_What the task requires_
Which lines in the records below hold the word "striped"? Identify each one and copy it out in full.

_Material for this task_
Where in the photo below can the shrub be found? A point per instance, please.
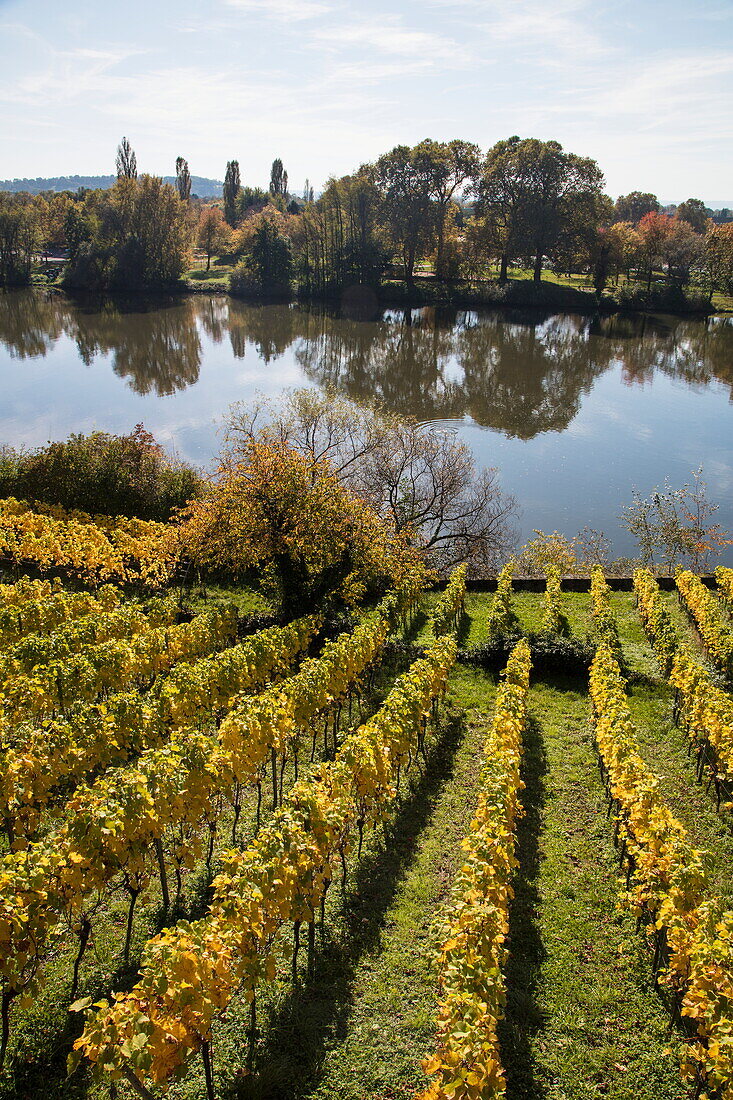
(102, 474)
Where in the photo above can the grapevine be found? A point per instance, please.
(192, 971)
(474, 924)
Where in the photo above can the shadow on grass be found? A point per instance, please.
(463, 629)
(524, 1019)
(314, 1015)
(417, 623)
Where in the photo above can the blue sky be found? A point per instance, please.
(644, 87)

* * *

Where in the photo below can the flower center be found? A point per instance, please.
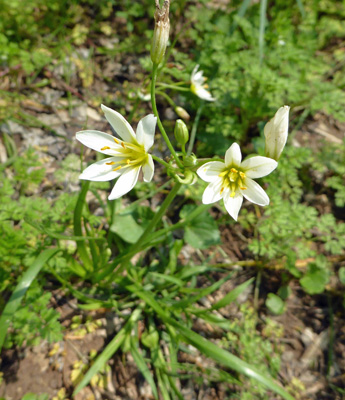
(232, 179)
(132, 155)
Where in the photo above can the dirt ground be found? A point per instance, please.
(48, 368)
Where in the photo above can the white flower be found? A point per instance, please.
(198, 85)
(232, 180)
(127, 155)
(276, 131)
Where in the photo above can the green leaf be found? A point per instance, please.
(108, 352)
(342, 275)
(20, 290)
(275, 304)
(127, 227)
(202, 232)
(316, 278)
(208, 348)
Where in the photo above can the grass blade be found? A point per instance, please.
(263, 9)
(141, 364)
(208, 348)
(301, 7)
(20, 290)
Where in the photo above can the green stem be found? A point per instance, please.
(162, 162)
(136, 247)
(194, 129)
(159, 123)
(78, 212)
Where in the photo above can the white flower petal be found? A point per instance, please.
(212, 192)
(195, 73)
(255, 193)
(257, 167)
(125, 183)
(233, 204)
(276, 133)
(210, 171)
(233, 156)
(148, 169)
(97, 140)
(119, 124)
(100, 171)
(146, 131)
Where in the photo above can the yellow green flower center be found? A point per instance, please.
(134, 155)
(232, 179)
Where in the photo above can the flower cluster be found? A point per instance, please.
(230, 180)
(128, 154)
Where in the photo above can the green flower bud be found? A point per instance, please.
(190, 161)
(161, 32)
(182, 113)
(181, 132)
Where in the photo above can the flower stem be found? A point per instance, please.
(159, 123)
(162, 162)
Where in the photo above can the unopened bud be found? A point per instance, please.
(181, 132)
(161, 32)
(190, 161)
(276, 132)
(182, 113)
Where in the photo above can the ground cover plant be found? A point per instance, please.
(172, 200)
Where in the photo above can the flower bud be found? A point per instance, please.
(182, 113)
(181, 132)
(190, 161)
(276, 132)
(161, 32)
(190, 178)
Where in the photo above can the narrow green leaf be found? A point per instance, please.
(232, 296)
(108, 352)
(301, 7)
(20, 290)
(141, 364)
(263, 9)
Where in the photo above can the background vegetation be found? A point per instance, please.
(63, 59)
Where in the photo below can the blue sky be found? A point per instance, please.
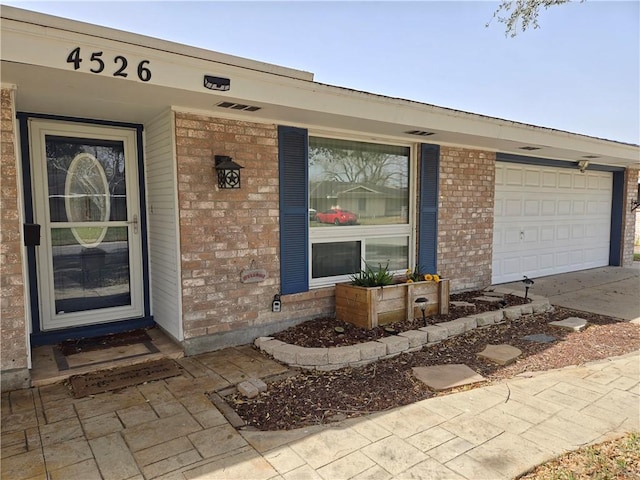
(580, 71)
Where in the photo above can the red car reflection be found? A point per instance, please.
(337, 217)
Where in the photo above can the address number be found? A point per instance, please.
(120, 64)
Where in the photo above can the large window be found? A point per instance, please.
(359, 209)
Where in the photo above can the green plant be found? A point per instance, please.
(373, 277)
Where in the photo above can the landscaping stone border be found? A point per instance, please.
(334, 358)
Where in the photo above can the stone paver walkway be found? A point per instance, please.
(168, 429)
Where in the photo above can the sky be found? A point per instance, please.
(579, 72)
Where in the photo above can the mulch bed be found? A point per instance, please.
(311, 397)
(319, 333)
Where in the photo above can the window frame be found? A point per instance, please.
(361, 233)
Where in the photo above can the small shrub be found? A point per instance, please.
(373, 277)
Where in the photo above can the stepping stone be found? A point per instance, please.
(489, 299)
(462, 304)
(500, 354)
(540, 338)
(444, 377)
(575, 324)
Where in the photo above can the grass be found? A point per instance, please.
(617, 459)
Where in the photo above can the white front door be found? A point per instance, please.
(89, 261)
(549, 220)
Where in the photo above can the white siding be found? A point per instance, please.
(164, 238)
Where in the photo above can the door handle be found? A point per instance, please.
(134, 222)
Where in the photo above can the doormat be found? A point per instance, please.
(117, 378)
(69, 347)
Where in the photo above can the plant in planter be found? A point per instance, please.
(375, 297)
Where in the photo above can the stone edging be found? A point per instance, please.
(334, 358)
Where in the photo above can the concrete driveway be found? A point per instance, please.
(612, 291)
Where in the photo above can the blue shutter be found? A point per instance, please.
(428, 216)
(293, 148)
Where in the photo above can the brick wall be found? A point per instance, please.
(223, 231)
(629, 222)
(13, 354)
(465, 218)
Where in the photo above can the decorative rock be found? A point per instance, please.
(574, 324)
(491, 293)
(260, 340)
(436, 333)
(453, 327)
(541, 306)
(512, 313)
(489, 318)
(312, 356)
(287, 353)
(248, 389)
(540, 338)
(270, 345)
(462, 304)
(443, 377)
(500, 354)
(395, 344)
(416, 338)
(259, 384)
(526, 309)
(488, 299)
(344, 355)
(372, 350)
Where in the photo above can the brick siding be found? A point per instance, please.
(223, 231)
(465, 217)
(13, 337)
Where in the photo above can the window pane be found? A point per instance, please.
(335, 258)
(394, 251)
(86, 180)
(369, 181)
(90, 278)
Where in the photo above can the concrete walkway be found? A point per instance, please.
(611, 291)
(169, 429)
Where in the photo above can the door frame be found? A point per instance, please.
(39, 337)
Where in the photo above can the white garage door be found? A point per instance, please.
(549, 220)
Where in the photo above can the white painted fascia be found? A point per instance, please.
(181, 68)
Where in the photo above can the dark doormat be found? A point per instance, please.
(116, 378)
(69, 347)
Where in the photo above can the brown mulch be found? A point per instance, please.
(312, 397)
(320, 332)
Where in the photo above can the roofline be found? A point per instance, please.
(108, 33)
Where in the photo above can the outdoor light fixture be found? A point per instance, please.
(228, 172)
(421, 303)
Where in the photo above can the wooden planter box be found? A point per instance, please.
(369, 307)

--

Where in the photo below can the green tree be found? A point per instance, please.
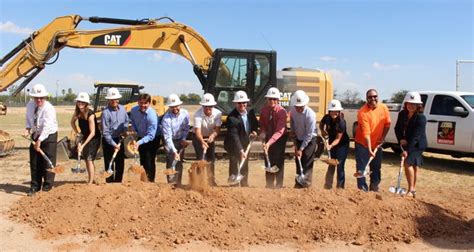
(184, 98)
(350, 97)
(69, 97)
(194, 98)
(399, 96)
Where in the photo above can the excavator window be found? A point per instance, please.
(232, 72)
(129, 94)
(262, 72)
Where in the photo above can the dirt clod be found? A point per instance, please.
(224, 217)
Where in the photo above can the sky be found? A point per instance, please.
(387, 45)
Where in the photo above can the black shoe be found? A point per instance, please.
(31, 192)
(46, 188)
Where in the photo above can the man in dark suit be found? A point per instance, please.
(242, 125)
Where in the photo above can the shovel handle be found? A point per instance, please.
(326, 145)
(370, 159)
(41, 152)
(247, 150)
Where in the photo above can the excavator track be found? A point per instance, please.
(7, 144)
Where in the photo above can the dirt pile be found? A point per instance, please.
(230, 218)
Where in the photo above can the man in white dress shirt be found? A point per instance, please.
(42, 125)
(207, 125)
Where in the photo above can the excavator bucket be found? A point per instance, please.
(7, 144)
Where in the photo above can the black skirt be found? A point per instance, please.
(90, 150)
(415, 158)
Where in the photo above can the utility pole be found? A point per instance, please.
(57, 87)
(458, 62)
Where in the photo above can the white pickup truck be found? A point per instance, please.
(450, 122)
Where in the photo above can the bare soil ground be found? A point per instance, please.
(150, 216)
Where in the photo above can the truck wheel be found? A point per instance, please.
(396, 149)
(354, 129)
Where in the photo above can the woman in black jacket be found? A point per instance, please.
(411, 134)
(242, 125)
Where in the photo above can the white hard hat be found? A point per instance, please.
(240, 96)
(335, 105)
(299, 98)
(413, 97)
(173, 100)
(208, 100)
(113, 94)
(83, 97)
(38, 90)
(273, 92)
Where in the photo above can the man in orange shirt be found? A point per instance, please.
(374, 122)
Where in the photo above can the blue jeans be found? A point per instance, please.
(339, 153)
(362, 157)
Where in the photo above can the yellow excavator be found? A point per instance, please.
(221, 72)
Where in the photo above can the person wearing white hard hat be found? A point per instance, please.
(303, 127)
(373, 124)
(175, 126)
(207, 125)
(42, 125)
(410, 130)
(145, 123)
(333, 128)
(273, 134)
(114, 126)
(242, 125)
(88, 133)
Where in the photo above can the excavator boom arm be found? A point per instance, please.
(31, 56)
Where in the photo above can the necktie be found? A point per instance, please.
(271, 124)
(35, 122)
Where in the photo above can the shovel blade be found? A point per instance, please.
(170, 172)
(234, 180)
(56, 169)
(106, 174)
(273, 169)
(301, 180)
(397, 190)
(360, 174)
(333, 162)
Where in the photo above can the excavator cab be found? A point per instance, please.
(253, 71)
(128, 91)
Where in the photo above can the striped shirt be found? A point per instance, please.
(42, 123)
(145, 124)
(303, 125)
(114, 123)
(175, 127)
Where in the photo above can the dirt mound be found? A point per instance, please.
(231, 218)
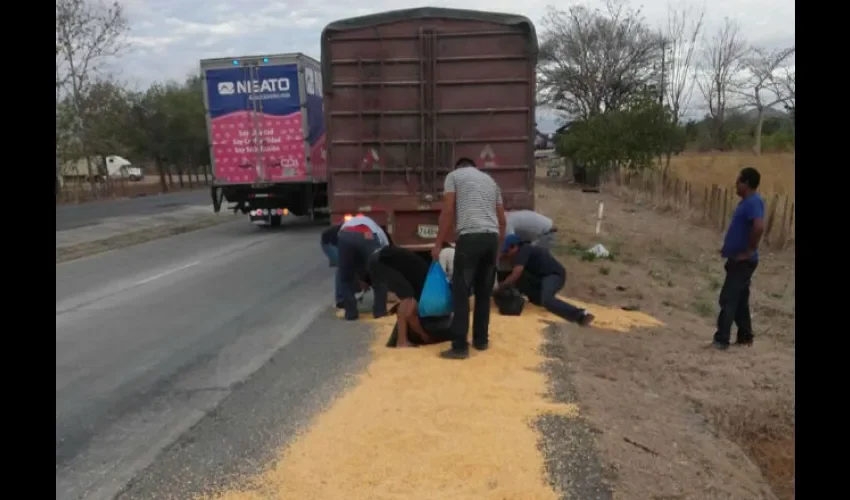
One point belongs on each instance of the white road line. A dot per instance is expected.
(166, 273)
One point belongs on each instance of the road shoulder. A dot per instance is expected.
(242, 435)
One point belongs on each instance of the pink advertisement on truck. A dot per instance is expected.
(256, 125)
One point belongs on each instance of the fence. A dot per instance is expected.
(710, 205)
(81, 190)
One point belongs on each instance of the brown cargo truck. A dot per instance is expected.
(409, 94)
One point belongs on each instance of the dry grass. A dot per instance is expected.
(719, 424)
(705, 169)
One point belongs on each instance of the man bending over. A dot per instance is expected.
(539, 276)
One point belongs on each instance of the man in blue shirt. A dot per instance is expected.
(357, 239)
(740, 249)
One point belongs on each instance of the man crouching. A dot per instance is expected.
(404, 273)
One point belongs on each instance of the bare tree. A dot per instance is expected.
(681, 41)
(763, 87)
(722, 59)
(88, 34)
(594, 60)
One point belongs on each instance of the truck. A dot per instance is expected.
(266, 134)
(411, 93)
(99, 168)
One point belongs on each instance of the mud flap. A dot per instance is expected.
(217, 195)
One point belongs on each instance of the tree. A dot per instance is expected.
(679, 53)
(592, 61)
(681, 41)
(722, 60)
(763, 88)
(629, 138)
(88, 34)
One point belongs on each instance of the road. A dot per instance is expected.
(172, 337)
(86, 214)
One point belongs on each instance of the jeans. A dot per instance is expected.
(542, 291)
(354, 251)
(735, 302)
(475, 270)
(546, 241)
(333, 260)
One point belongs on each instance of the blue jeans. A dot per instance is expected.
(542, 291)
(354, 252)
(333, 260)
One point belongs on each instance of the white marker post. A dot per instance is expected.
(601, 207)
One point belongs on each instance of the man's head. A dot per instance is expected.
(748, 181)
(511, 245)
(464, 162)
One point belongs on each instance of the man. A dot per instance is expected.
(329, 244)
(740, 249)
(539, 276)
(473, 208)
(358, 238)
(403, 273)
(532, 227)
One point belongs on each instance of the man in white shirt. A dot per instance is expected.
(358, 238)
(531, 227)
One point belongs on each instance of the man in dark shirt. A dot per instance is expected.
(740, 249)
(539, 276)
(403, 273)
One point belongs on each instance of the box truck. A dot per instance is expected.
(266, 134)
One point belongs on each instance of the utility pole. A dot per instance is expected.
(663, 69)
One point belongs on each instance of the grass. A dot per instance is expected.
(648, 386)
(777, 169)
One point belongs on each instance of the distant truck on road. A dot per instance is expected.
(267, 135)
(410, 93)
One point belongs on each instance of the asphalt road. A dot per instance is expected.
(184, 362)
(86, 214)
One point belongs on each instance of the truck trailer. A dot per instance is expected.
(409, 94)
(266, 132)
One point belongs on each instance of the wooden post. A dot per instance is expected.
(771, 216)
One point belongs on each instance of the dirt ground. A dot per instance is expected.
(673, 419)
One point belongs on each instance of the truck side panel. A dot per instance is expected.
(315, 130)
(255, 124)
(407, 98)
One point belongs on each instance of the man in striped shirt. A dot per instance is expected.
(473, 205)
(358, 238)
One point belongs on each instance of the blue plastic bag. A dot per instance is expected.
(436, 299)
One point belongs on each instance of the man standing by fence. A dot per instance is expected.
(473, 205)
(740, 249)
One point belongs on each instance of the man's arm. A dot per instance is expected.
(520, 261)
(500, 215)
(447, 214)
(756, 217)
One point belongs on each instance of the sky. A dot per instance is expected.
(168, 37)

_Result_
Where in the photo above can the striped shirt be found? A point per instance, please.
One point belongs on each instance of the man in striped shirt. A dot per instance is expected.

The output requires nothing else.